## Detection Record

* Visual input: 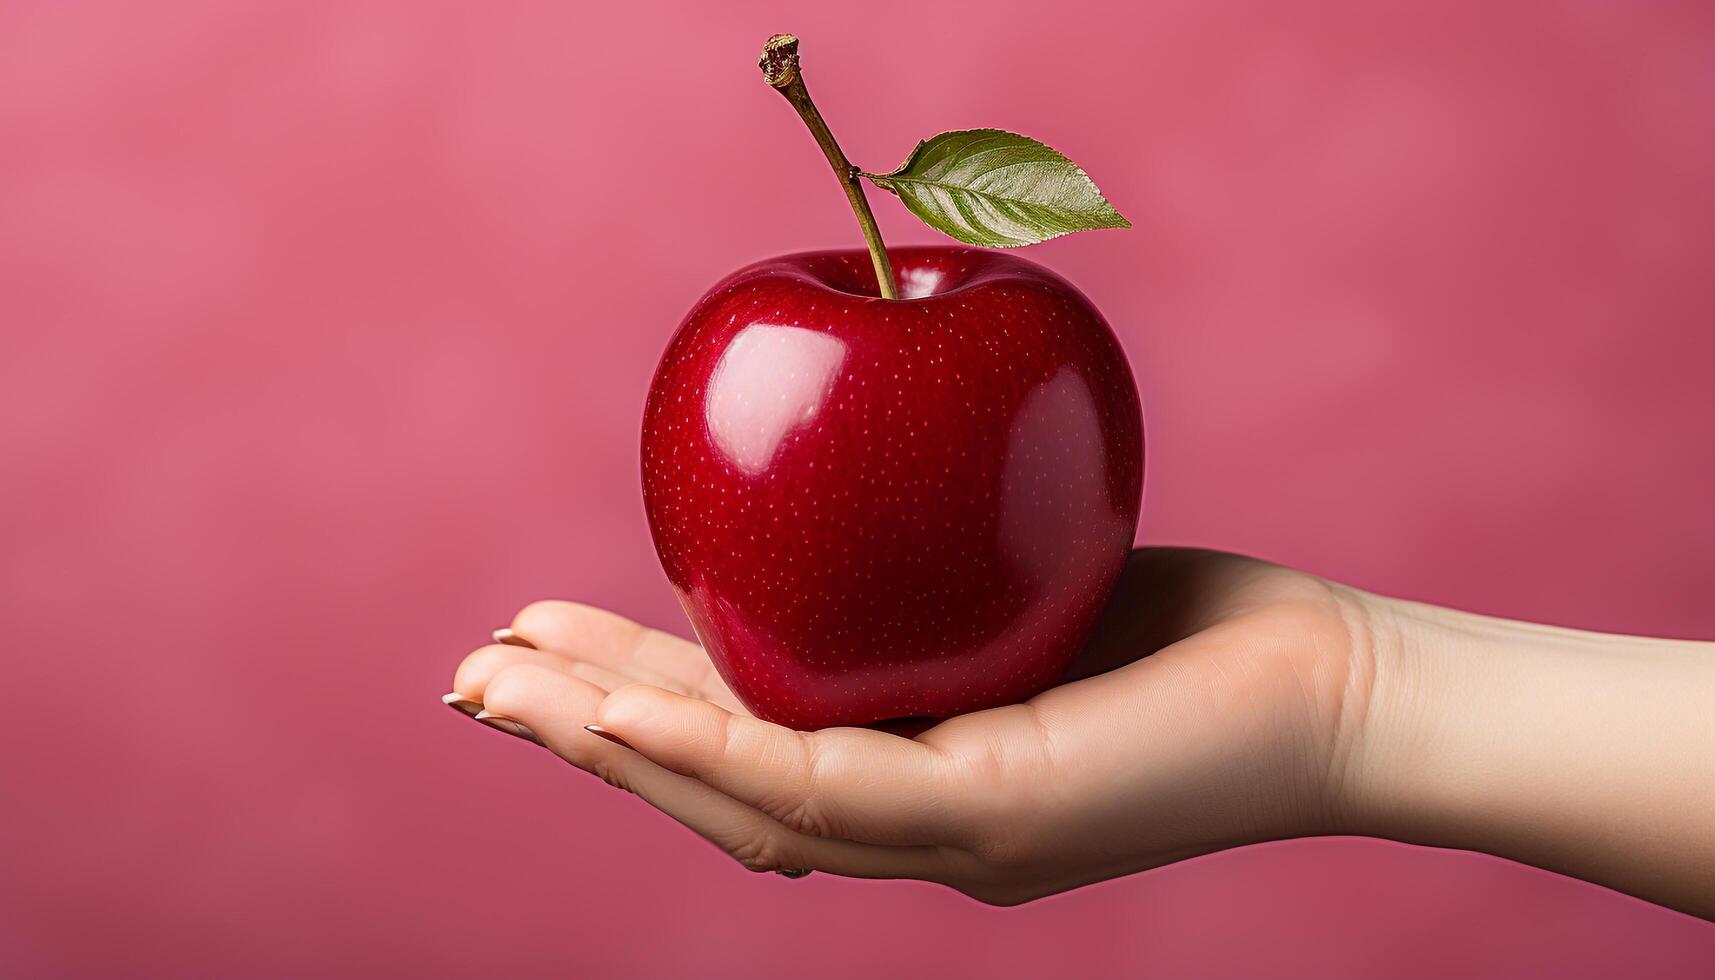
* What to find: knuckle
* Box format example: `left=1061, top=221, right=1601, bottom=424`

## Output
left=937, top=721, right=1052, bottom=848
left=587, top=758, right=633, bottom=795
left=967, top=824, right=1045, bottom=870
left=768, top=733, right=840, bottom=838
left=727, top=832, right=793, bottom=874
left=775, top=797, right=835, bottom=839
=-=-=-=-=
Exactly as written, reproduce all of the entries while dropping the pictures.

=== Written solution ===
## Detection Record

* Visual input: 
* What to find: knuckle
* Box format example: `left=1061, top=221, right=1601, bottom=424`

## Output
left=937, top=721, right=1052, bottom=848
left=587, top=758, right=633, bottom=795
left=967, top=824, right=1045, bottom=870
left=768, top=733, right=840, bottom=838
left=727, top=832, right=793, bottom=874
left=775, top=797, right=835, bottom=839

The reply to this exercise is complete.